Pull out every line of the material below that contains the word "face" and copy each one unchanged.
###
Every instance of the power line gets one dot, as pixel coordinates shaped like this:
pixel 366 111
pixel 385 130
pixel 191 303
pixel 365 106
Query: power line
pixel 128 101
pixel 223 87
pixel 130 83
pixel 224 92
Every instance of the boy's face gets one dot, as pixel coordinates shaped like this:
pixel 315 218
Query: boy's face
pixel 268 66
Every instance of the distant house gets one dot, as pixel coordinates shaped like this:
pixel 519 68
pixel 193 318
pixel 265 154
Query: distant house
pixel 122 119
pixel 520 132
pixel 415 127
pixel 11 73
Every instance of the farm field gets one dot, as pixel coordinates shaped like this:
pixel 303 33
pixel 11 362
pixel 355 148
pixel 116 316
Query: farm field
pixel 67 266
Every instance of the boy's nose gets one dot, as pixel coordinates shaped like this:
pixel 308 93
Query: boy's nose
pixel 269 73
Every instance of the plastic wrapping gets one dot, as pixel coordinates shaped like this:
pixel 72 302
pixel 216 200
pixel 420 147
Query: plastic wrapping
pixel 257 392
###
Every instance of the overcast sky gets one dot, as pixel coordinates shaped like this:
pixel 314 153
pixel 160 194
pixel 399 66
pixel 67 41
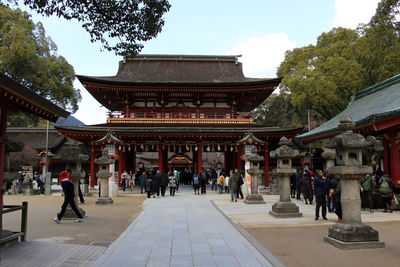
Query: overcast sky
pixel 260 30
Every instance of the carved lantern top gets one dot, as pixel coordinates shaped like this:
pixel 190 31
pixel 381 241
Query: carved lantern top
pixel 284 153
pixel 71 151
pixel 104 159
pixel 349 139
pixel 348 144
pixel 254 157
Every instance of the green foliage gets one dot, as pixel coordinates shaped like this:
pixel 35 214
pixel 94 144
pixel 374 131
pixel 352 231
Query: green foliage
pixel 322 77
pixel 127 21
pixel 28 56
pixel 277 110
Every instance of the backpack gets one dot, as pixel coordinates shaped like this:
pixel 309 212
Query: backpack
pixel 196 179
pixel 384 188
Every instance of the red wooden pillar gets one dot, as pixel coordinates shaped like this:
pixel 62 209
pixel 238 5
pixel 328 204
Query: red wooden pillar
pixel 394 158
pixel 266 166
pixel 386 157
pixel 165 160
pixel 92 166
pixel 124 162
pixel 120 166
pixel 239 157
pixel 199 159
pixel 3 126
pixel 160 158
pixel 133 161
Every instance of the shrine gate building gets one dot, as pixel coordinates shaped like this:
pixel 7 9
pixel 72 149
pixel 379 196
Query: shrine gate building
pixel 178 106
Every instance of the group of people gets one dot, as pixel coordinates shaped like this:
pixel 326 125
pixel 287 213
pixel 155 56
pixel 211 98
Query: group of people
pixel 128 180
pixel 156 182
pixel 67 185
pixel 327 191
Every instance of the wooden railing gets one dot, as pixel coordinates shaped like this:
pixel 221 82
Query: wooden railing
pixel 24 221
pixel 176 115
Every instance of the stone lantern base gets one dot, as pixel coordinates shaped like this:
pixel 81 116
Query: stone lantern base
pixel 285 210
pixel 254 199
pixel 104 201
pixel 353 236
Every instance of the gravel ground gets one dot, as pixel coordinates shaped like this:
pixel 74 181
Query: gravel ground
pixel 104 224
###
** RESULT OF THE EXERCISE **
Every instance of the boy's face gets one dot, as pixel coordinates shaped like this:
Query: boy's face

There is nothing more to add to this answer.